Directions for this task: Retype every one of the following records word for word, keeping each line as it stands.

Material to process:
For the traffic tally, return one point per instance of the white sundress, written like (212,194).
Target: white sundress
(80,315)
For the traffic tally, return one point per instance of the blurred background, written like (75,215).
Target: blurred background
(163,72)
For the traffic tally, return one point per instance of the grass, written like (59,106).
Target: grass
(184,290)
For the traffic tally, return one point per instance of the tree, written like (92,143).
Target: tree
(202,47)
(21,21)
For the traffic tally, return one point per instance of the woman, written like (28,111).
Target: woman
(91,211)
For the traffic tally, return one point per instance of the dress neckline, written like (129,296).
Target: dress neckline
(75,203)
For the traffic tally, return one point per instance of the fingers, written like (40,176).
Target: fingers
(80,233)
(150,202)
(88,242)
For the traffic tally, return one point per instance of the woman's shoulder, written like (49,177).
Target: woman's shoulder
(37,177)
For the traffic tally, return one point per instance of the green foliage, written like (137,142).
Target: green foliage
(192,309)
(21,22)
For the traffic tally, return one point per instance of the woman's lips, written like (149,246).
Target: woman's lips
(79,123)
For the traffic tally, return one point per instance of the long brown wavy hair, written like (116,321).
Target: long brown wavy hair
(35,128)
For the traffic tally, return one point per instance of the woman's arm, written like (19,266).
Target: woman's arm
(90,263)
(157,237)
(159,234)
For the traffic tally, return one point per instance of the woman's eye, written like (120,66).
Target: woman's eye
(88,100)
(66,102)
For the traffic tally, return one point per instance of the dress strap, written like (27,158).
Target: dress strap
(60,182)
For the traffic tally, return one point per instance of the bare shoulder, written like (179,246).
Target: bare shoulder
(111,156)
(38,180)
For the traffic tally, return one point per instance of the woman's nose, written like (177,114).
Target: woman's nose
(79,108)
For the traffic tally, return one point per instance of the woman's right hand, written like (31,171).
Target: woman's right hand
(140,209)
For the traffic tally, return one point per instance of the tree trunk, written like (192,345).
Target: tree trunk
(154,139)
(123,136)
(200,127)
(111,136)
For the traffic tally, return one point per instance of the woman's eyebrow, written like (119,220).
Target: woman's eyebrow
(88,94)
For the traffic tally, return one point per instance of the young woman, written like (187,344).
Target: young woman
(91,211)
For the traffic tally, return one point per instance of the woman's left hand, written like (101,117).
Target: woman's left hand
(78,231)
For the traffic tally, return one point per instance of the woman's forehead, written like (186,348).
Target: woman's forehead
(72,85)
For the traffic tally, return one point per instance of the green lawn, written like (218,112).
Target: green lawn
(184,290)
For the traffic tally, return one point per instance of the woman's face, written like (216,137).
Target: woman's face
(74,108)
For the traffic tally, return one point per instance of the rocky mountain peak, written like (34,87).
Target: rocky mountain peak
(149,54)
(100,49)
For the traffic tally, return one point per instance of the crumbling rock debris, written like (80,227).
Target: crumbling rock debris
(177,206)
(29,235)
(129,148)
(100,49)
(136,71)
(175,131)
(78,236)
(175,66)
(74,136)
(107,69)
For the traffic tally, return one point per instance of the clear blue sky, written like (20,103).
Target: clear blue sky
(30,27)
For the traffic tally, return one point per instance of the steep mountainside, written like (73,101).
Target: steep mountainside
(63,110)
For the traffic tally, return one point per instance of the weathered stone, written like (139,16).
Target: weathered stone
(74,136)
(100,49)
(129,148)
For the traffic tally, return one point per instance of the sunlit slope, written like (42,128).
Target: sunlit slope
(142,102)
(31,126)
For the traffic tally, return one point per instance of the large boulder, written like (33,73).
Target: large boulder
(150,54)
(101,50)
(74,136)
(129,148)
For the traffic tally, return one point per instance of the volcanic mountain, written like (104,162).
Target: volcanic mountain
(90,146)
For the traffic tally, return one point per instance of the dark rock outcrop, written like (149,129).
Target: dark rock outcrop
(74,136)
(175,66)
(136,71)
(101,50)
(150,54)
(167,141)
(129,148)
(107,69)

The completed task:
For the traffic tally, return one point per instance of the white sundress, written like (212,194).
Target: white sundress
(80,315)
For the traffic tally, return one point per instance of the blurred background, written like (75,215).
Target: blurred background
(163,72)
For the traffic tally, return one point per instance of the grass, written like (59,106).
Target: grass
(184,290)
For the traffic tally, return one point per instance of the tree, written like (92,143).
Target: tree
(202,47)
(21,21)
For the traffic tally, return one point per instance of the woman, written like (28,111).
Target: woman
(91,211)
For the traffic tally, return one point per instance of the dress neckline, written like (129,296).
Target: dress neckline
(75,203)
For the traffic tally, return one point per instance of the fingers, written like (40,176).
Target: fingers
(80,233)
(150,202)
(88,242)
For the traffic tally, return one point per instance of the woman's shoulder, written like (49,177).
Target: woman's shoulder
(37,177)
For the traffic tally, return one point per instance of the green foliage, written like (137,142).
Target: green foliage
(192,309)
(21,22)
For the traffic tally, return one point per instance of the woman's lips, written like (149,246).
Target: woman's lips
(79,123)
For the traffic tally, return one point per instance of the long brown wavy hair, written like (116,321).
Target: long brown wavy hair
(35,128)
For the traffic tally, return one point per instance of the woman's arm, written like (19,266).
Target: woman's arm
(90,263)
(157,237)
(159,234)
For the traffic tally, return one point per instance of the woman's eye, written like (120,66).
Target: woman's eye
(88,100)
(66,102)
For the traffic tally, return one point per instance of the dress strap, written like (27,158).
Target: dress strap
(60,182)
For the traffic tally, return one point per instance of the bare shoulder, written like (179,246).
Target: bare shoulder
(111,156)
(38,180)
For the traffic tally, return one point per instance of the woman's nose, written like (177,114).
Target: woman's nose
(79,108)
For the traffic tally, return one point per instance of the woman's right hand, written like (31,171).
Target: woman's right hand
(140,209)
For the traffic tally, return one point per instance of the tree trunk, written like (192,345).
Target: tree trunk
(154,139)
(123,136)
(200,127)
(111,136)
For the traffic tally, return one point per instance of the woman's eyebrow, written like (119,220).
Target: woman's eyebrow
(88,94)
For the traffic tally, return one point per instance of the young woman, written like (187,344).
Target: young woman
(91,211)
For the traffic tally, return one point per instance of the woman's left hand, written like (101,117).
Target: woman's left hand
(78,231)
For the traffic tally, return one point per instance of the woman's forehead, written like (186,348).
Target: woman's forehead
(72,85)
For the traffic tally, return one point per instance of the green lawn, written like (218,112).
Target: green lawn
(184,290)
For the traffic tally, return one point per instance of the woman's face, written like (216,137).
Target: woman's face
(74,108)
For the traffic tally, return one point per instance of the rocky mountain peak, written like (34,87).
Target: rocky mountain peak
(149,54)
(100,49)
For the traffic tally, return one point per instance of the crumbling rock debris, written like (80,227).
Target: crumbling rock debris
(177,206)
(29,235)
(129,148)
(100,49)
(136,71)
(175,131)
(78,236)
(175,66)
(74,136)
(107,69)
For the traffic tally, return one point per instance of the clear blue sky, written like (20,103).
Target: clear blue sky
(30,27)
For the traffic tally, return one point per instance of the steep mountainside, written like (73,101).
Target: steep mountainside
(63,110)
For the traffic tally, return one point per instance of the weathered stone, written like (139,16).
Target: weathered stone
(74,136)
(100,49)
(129,148)
For the traffic tally, return one point per instance of the sunlit slope, written like (42,128).
Target: sunlit slope
(142,102)
(31,126)
For the traffic tally, return one point per instance of the large boulder, written like (33,73).
Target: large boulder
(150,54)
(101,50)
(74,136)
(129,148)
For the traffic tally, return one point per instance of the volcanic mountain, written like (104,162).
Target: volcanic mountain
(90,146)
For the traffic tally, return one point per instance of the dark rock outcrop, written like (149,129).
Target: dark rock outcrop
(74,136)
(175,66)
(136,71)
(101,50)
(150,54)
(167,141)
(129,148)
(107,69)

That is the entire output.